- _文書の抜粋_:

══════

ベンチャー企業が化けるために必要な要素とは? グリー副会長が語る「人材・サービス・マインド」

今やベンチャー界の看板とも呼ばれるグリー。いちベンチャーだった彼らは、なぜ今の地位を築けたのでしょうか。同社を創業時から支える現副会長の山岸広太郎氏が、ベンチャー企業が化けるために必要な要素について人材・進出分野・社風の3つの観点から語りました。(IVS 2014 Fallより)

モバイルシフトに成功した秘訣

佐俣:今のグリーさんを見ると、すごく大きな会社になっているというか、ベンチャーの中でも看板のような企業ですけど。そのしんどい時期、今思うと何でティッピングポイントを越えられたのかっていうのは、どう思われますか?

山岸:うーん……まずひとつは、そうは言っても組織が強かったかなと思っていて。あの頃勝ち組かどうか分からないグリーに来てくれた人たちって、もちろん誘ってきてもらったっていうのもあるんですけど、一方で給料も良くないし、何で来るの? みたいなところで、「何か面白いんじゃないの?」っていう風に思っていて。

「自分が入ったら、なんかこの会社変えられるんじゃない?」ってくらい、自分にわりと自信がある人たちが集まってたと思うんですよね。うまくいってなくてもみんなが、別に嬉しくはないんだけど、ダメだ、逃げ出すみたいな感じじゃなくて、「どうやったらうまくいくんだっけ」ってことしか考えない人たちが多かったかな、っていうのがひとつ。

あとはやっぱり、進んだ方向が正しかったというか、PCじゃなくてこれからモバイルなんじゃないかっていうこと。モバイルの中でやるんだったら、キャリアさんと組んだほうがいいんじゃないか、みたいな。そこらへんがハマったっていうのもすごく良かったかなと思っていて。

══════

- _記録データ_:
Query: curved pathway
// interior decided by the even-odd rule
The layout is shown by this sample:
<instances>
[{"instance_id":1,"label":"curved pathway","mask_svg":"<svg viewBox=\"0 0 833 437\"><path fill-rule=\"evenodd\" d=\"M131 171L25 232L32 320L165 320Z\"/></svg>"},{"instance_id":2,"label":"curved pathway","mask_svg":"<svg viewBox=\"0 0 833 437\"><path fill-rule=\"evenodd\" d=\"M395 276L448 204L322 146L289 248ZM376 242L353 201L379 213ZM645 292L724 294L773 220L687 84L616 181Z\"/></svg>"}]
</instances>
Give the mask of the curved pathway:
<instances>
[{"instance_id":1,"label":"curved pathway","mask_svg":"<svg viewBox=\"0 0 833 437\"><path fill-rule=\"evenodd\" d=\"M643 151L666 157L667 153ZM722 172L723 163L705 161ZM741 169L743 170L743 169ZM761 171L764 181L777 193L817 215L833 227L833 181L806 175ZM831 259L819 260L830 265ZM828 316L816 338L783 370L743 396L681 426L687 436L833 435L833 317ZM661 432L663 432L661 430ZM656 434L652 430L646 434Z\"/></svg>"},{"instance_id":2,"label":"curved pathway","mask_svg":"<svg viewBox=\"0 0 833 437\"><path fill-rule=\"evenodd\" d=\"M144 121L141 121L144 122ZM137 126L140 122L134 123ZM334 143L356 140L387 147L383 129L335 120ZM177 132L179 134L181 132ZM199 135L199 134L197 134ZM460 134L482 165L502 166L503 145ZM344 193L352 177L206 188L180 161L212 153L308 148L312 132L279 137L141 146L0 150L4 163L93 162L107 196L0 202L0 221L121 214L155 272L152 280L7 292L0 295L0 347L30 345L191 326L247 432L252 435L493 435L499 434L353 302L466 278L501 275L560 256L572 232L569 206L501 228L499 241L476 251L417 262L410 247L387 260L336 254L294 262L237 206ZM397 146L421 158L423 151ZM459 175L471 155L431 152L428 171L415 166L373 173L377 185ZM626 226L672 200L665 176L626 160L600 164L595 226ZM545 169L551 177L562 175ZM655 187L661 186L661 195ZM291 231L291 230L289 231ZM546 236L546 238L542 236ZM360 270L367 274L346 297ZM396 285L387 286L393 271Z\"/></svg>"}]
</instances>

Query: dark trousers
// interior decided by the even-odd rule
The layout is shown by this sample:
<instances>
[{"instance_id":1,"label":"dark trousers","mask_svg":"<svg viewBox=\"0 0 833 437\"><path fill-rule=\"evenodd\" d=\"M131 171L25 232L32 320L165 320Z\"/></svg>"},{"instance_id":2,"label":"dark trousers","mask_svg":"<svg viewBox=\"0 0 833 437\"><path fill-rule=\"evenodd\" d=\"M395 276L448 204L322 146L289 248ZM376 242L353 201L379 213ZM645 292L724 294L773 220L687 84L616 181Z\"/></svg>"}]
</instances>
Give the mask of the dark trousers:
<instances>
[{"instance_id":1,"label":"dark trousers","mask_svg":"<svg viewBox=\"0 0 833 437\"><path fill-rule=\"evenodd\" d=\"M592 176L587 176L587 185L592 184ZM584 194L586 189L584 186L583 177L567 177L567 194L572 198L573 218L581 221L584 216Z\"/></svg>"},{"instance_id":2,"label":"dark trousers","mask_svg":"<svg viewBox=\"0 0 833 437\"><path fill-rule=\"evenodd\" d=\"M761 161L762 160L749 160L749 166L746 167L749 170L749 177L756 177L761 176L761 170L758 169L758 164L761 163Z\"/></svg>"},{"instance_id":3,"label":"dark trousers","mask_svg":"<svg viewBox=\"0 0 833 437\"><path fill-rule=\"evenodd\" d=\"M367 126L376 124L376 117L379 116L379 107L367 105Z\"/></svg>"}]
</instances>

══════

- _課題の説明_:
グリーについての抜粋の冒頭の紹介文によると、山岸広太郎氏はベンチャー企業が化けるために必要な要素を、どの3つの観点から語ったか。 答えには文書の抜粋だけを使うこと。

- _回答_:
人材、進出分野、社風の3つ。